[Dataset entries]

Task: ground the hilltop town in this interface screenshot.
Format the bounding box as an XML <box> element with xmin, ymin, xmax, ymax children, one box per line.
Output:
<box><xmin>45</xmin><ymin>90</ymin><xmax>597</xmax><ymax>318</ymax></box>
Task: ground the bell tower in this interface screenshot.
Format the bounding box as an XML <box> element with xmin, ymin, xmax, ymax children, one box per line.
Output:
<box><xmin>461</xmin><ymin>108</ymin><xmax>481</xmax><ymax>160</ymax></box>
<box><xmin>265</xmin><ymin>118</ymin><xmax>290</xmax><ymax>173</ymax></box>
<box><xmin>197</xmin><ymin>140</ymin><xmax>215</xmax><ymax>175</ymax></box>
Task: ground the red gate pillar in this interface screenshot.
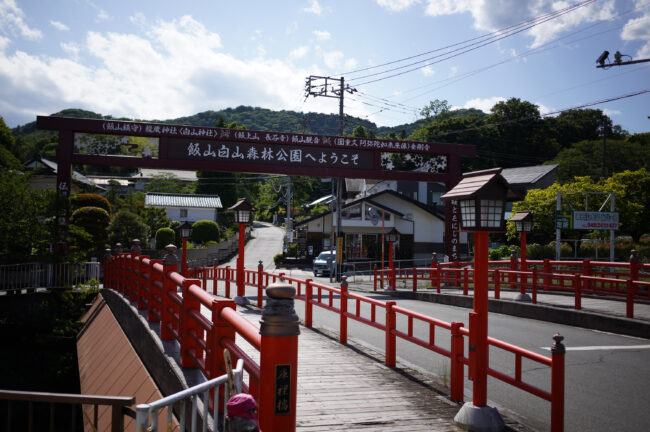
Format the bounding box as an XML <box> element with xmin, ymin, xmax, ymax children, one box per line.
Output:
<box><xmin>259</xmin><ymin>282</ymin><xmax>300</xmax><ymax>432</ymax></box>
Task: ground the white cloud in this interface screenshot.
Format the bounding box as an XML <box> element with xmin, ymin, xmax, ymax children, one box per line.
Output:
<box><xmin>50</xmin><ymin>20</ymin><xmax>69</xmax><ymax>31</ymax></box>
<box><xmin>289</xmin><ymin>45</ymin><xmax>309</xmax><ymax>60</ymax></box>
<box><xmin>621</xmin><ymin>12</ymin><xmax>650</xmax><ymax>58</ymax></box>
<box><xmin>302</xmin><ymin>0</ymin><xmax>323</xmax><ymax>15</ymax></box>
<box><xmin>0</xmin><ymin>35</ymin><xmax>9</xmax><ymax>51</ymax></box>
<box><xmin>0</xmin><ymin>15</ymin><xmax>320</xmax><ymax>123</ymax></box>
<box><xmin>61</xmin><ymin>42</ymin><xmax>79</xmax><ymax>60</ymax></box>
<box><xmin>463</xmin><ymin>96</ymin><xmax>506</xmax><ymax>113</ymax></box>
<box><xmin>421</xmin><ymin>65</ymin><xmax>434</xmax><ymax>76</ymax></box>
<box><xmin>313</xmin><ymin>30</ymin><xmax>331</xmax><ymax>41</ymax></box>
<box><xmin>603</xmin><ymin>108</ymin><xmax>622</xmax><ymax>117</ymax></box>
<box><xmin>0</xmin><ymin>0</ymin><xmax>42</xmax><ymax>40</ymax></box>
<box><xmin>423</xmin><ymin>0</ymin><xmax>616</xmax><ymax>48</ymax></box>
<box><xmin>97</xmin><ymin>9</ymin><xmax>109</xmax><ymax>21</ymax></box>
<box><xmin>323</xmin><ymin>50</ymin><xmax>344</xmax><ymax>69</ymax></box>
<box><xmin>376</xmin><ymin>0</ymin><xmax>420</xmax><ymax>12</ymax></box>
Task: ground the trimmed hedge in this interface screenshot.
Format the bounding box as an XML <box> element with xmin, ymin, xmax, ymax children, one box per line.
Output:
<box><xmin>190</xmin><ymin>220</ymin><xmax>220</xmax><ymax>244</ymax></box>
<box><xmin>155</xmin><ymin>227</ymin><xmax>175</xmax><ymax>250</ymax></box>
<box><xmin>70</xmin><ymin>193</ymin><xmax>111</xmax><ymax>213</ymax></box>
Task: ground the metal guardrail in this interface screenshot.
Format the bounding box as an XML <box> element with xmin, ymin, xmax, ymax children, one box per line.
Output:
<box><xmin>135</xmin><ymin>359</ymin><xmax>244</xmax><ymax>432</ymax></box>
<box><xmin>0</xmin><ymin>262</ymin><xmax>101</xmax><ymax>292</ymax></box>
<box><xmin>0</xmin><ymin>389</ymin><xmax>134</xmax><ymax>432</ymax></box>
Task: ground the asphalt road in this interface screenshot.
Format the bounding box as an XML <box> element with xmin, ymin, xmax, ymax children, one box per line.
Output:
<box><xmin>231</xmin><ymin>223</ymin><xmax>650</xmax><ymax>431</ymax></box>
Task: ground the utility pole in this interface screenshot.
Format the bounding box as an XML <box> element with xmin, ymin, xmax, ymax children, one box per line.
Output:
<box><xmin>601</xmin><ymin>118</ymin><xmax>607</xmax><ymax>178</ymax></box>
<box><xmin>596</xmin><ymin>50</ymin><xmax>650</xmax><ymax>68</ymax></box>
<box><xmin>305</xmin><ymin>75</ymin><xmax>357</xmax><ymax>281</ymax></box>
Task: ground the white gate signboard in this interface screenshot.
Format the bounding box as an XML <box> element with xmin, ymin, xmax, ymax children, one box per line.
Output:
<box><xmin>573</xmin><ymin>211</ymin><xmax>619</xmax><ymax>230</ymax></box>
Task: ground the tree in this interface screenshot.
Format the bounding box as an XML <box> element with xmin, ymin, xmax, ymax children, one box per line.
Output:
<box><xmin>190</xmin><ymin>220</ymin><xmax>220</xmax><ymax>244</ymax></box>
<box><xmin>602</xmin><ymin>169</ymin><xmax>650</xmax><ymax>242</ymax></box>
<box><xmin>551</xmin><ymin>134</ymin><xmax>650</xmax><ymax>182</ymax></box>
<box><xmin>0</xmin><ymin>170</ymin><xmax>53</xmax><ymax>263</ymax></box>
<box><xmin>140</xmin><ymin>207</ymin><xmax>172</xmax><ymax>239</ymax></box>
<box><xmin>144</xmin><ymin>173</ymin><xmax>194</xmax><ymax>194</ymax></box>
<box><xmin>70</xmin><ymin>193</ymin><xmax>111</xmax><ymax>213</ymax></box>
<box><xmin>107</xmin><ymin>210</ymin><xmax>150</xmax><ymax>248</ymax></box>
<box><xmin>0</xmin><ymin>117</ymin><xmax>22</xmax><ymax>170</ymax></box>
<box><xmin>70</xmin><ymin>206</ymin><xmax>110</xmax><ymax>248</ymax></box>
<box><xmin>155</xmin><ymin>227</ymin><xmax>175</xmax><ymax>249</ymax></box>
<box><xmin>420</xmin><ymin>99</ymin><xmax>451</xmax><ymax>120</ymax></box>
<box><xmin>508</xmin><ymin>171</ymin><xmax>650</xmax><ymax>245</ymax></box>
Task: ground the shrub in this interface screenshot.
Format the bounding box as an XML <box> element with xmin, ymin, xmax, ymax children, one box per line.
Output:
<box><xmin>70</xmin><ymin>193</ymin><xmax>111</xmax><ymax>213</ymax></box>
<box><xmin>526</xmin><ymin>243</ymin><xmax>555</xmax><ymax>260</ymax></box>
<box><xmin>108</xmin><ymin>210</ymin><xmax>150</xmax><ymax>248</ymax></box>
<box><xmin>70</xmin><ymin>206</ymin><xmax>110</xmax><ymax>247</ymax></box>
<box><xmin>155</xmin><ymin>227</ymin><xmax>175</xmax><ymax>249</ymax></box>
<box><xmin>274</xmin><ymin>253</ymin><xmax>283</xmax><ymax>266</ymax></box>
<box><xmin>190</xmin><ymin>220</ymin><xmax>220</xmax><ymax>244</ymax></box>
* * *
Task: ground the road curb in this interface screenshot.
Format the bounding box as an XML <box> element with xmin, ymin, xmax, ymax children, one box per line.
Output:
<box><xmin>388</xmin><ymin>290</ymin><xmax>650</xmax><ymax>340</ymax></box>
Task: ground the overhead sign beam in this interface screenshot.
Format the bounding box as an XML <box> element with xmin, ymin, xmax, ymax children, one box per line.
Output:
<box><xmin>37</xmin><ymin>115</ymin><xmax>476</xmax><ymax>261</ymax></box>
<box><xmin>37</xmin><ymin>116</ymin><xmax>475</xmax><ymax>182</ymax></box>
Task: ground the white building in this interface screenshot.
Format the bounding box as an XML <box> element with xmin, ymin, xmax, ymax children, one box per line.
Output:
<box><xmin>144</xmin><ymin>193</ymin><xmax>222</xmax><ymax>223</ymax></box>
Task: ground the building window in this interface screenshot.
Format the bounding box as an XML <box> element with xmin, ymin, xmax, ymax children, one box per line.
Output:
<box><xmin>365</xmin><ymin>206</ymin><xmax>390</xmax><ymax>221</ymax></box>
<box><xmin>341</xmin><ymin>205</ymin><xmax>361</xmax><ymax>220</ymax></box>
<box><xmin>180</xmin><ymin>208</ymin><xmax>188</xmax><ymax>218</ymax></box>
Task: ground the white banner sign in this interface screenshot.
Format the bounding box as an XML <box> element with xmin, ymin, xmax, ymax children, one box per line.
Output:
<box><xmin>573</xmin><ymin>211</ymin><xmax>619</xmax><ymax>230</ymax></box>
* * *
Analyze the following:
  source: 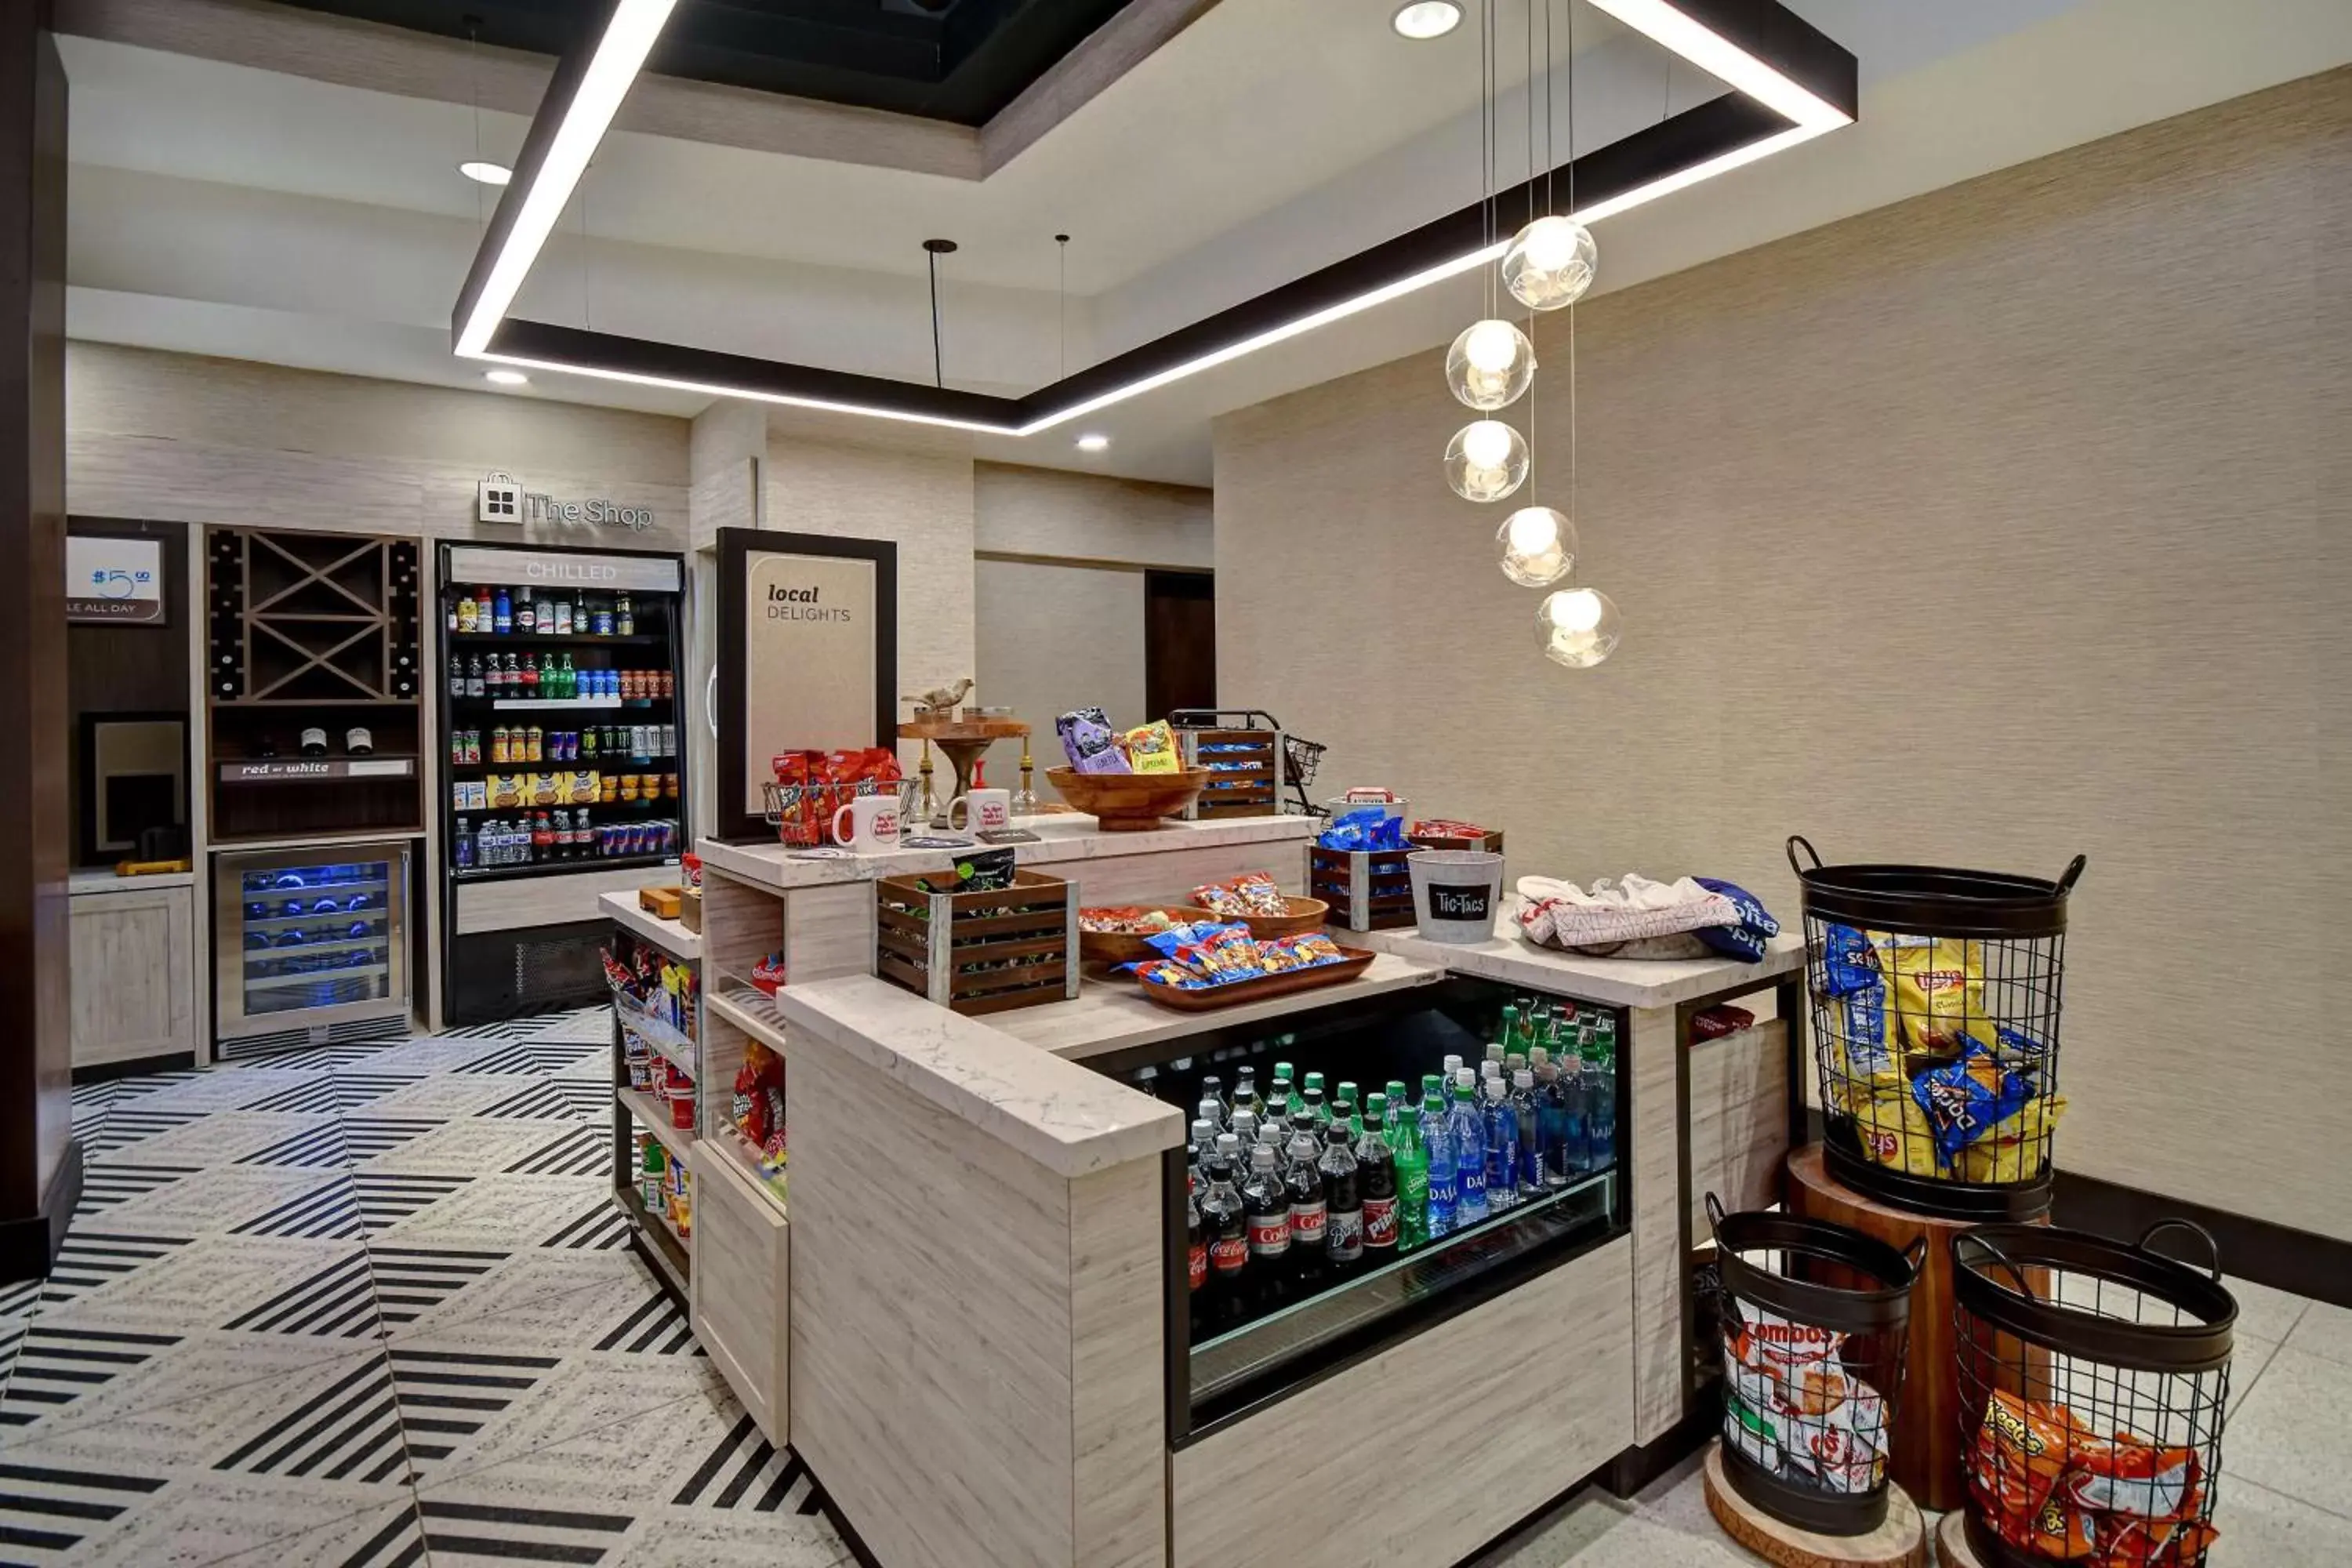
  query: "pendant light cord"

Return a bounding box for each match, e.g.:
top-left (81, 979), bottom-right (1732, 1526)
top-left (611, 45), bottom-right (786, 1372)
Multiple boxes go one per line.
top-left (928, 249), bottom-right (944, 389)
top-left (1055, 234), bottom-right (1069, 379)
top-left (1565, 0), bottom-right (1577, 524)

__What you have to do__. Among the lines of the data, find every one that holds "white" and copy it.

__Written answer__.
Task: ground the white cloud in this interface screenshot.
Task: ground the white gate signboard in this interface screenshot.
Task: ground the white building in this interface screenshot.
Task: ground the white banner sign in this interface screenshot.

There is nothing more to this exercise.